**WHAT IS NEEDED**
Reproduce verbatim the final portion of the material below, from the line containing "I would appreciate it if you could identify the painted" through its last line, and nothing else.

**Labeled-object pointing entries**
----------
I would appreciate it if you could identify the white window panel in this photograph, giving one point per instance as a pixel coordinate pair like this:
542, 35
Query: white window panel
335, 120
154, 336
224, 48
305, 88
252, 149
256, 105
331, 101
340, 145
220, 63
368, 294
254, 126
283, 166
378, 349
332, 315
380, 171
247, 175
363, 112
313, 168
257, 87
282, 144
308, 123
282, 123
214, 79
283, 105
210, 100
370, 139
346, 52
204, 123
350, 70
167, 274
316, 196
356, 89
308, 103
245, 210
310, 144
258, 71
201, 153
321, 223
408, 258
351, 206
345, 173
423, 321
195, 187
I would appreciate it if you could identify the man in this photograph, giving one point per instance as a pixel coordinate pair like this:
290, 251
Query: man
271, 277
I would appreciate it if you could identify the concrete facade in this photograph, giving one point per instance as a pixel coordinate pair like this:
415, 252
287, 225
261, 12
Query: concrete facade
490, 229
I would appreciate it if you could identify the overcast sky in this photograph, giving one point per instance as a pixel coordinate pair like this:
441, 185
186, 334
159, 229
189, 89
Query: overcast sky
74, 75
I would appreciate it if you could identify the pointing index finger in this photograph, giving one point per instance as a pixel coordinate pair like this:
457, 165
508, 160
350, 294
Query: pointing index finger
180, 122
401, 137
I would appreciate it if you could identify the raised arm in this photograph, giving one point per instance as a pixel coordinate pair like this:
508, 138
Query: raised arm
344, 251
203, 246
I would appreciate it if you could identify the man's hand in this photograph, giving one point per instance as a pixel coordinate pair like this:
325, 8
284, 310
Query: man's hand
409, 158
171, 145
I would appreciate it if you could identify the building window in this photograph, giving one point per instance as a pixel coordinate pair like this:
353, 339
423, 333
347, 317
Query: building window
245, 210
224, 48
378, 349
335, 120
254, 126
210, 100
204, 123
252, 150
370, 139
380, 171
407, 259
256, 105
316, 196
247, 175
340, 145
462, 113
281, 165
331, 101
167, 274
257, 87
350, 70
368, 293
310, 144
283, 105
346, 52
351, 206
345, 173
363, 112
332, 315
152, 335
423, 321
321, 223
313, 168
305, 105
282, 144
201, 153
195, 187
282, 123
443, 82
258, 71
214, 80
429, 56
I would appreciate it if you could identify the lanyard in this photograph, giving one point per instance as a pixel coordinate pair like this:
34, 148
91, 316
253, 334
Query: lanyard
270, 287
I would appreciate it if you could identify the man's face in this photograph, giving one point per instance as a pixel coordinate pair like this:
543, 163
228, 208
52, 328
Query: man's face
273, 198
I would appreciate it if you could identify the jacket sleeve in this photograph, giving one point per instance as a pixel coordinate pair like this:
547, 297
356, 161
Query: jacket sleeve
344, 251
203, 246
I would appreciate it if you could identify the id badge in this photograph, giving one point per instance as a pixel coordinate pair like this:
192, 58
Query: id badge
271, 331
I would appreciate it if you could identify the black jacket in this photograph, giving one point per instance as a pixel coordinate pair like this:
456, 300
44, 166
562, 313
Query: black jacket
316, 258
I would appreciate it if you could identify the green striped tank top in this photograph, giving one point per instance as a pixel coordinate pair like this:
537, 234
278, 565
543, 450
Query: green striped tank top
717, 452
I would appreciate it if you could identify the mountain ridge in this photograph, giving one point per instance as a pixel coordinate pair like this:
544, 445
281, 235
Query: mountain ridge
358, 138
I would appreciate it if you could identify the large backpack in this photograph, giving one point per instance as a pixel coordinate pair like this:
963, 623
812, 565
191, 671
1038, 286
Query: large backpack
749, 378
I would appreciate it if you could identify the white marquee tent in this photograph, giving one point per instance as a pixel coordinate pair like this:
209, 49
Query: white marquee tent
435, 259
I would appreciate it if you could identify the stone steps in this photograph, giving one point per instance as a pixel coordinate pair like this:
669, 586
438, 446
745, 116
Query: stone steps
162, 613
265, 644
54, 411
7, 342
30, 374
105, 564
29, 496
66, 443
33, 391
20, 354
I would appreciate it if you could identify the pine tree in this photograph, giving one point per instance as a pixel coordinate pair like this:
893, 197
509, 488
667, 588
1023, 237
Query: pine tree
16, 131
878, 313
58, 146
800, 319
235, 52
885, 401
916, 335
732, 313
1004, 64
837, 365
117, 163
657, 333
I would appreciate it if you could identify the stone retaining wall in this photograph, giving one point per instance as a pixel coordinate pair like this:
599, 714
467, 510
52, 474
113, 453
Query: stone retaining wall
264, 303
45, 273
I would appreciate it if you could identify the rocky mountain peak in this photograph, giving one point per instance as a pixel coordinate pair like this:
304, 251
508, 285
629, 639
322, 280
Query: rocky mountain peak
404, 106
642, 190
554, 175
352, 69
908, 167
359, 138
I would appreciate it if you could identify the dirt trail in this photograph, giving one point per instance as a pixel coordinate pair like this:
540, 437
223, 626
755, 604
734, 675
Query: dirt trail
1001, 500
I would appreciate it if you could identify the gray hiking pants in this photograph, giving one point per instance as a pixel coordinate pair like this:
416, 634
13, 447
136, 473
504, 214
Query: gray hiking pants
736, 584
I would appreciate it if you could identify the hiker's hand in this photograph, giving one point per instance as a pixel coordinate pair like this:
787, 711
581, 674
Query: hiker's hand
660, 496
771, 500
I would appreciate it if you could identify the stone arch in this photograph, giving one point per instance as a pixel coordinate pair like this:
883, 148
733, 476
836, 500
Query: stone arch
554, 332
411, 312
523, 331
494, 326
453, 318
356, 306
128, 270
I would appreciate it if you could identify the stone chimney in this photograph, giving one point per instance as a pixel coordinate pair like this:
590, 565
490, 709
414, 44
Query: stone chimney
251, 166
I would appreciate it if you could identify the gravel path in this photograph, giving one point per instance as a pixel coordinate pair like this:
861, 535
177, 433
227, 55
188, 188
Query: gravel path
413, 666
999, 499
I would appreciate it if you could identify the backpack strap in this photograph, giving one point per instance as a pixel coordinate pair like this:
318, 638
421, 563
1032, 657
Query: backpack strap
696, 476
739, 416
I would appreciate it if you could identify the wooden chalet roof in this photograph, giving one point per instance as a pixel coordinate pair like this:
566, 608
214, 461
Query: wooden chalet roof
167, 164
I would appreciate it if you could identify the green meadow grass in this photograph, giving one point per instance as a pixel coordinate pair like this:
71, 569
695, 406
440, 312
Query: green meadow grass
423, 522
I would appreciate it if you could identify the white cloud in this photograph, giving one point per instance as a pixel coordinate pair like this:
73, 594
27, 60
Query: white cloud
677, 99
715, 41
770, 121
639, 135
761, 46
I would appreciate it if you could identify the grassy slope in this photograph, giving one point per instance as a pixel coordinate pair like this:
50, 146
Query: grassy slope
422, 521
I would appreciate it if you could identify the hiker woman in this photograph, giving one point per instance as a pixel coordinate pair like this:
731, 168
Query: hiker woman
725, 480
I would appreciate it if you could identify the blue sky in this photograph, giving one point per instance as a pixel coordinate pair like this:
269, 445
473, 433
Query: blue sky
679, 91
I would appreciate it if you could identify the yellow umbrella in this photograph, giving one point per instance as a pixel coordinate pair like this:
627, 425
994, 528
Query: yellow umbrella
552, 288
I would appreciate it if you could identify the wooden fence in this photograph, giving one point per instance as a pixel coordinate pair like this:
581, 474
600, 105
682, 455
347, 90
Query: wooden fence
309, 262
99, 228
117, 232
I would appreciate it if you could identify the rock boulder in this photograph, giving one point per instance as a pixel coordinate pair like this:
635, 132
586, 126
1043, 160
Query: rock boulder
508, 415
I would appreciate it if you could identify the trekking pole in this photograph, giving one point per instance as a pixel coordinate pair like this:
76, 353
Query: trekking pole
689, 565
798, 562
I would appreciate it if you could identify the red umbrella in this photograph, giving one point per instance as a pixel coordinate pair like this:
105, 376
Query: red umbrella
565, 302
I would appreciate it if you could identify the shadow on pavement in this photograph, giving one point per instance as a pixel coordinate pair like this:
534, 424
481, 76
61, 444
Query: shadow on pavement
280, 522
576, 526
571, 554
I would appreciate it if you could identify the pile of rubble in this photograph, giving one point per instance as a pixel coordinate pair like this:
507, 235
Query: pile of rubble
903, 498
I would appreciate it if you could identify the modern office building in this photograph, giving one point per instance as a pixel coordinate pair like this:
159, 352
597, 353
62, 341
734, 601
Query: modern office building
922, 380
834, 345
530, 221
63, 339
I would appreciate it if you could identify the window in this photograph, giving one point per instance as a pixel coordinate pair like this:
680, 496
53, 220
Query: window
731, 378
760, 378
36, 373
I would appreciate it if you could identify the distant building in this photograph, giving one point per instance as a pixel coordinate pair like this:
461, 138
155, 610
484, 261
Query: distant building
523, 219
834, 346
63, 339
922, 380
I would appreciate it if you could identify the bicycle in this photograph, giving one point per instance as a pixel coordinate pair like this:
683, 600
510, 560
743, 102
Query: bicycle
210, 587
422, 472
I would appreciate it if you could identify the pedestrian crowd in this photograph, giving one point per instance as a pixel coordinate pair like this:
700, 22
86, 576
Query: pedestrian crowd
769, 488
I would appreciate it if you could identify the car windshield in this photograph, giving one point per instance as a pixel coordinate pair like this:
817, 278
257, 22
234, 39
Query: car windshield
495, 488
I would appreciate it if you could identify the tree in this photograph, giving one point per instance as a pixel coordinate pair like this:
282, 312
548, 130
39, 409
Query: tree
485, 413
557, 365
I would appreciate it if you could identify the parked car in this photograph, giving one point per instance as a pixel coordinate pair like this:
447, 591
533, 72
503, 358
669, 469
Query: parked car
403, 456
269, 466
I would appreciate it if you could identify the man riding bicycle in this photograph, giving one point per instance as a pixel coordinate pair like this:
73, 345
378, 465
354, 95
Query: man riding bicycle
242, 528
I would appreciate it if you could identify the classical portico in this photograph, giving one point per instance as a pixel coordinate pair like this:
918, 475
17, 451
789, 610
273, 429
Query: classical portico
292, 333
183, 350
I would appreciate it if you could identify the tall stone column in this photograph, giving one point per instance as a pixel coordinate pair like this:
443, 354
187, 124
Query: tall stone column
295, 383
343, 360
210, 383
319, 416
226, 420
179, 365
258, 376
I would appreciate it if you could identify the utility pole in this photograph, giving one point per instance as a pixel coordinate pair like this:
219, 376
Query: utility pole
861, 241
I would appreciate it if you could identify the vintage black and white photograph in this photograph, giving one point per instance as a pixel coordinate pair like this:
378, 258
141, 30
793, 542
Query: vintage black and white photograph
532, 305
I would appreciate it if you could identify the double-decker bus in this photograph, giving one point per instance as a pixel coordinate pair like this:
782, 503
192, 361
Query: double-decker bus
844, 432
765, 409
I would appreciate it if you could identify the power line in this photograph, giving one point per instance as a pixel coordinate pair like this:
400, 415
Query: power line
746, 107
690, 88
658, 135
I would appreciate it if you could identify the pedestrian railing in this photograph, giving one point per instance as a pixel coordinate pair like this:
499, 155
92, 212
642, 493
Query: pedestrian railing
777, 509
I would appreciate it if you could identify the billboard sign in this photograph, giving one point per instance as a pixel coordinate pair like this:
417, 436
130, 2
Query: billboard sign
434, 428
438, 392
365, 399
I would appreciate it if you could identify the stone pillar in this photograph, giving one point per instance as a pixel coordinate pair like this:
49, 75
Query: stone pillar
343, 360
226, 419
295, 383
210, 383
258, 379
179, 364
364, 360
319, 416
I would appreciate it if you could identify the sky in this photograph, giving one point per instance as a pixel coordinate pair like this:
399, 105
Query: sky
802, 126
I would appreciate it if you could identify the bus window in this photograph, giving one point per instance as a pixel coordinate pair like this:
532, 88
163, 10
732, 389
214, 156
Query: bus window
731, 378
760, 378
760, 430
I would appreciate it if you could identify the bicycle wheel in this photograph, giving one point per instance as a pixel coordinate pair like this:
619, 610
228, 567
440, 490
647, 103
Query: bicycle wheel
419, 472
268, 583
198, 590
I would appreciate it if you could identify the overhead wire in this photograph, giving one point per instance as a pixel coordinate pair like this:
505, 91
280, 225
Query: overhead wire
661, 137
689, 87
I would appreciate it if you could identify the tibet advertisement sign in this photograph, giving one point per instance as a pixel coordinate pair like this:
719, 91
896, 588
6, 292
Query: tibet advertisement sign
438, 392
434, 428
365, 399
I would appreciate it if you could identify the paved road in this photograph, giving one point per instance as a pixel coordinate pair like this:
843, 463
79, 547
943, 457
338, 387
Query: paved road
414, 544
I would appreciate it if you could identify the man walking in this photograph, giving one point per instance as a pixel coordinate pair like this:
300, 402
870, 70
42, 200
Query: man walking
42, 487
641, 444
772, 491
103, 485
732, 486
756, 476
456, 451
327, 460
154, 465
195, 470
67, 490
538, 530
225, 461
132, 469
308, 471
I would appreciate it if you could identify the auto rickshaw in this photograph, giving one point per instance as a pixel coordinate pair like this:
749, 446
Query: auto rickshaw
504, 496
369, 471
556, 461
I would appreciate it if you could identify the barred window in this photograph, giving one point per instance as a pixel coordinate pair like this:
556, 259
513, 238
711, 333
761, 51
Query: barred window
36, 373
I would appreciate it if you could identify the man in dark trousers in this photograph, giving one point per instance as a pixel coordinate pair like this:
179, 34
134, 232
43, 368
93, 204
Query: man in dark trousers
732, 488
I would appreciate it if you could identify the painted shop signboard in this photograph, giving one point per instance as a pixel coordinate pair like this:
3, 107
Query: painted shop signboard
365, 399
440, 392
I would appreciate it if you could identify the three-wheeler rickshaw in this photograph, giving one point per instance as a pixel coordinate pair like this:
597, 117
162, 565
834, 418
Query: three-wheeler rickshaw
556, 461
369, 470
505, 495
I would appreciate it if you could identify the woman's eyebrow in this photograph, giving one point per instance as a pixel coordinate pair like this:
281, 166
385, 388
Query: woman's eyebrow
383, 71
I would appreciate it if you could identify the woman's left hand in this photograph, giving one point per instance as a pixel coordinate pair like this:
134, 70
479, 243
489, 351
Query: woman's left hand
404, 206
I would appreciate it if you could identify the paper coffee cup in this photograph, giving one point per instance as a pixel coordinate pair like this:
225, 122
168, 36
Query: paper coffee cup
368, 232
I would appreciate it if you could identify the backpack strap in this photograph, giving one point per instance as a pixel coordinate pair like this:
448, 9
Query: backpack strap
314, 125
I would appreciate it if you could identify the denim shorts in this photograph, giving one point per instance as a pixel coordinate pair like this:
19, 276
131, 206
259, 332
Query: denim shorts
----------
**SOLUTION FOR THIS PROBLEM**
I would appreciate it if you could identify the painted shop signboard in this photograph, giving one point per instance as a pixel coordinate pair like this:
3, 107
Query: painted shop signboard
365, 399
440, 392
I would appreciate it if you could identify the three-wheeler rickshaw in this photograph, giving one point per instance as a pixel coordinate pair like this:
597, 117
162, 565
834, 418
Query: three-wheeler rickshaw
556, 461
369, 470
505, 495
I would appreciate it if you could identify the woman's eyebrow in this photograph, giving one point per instance as a pixel coordinate pair like this:
281, 166
385, 388
Query: woman's eyebrow
383, 71
I would appreciate it if you could identify the woman's left hand in this photograph, giving one point per instance as a pixel coordinate pair like this:
134, 70
479, 243
489, 351
Query: woman's left hand
404, 206
I would appreciate it if you could identify the paper coffee cup in this photograph, giving one point per instance as a pixel coordinate pair like this:
225, 122
168, 36
Query: paper coffee cup
368, 232
I would appreciate it if you could identify the backpack strap in this photograph, giving one point per instance as a pixel coordinate pair like this:
448, 9
Query: backpack strap
314, 125
I would appreciate it if you could identify the denim shorts in this photograph, giving one point per instance as a pixel coordinate pair like this:
19, 276
131, 206
259, 332
Query: denim shorts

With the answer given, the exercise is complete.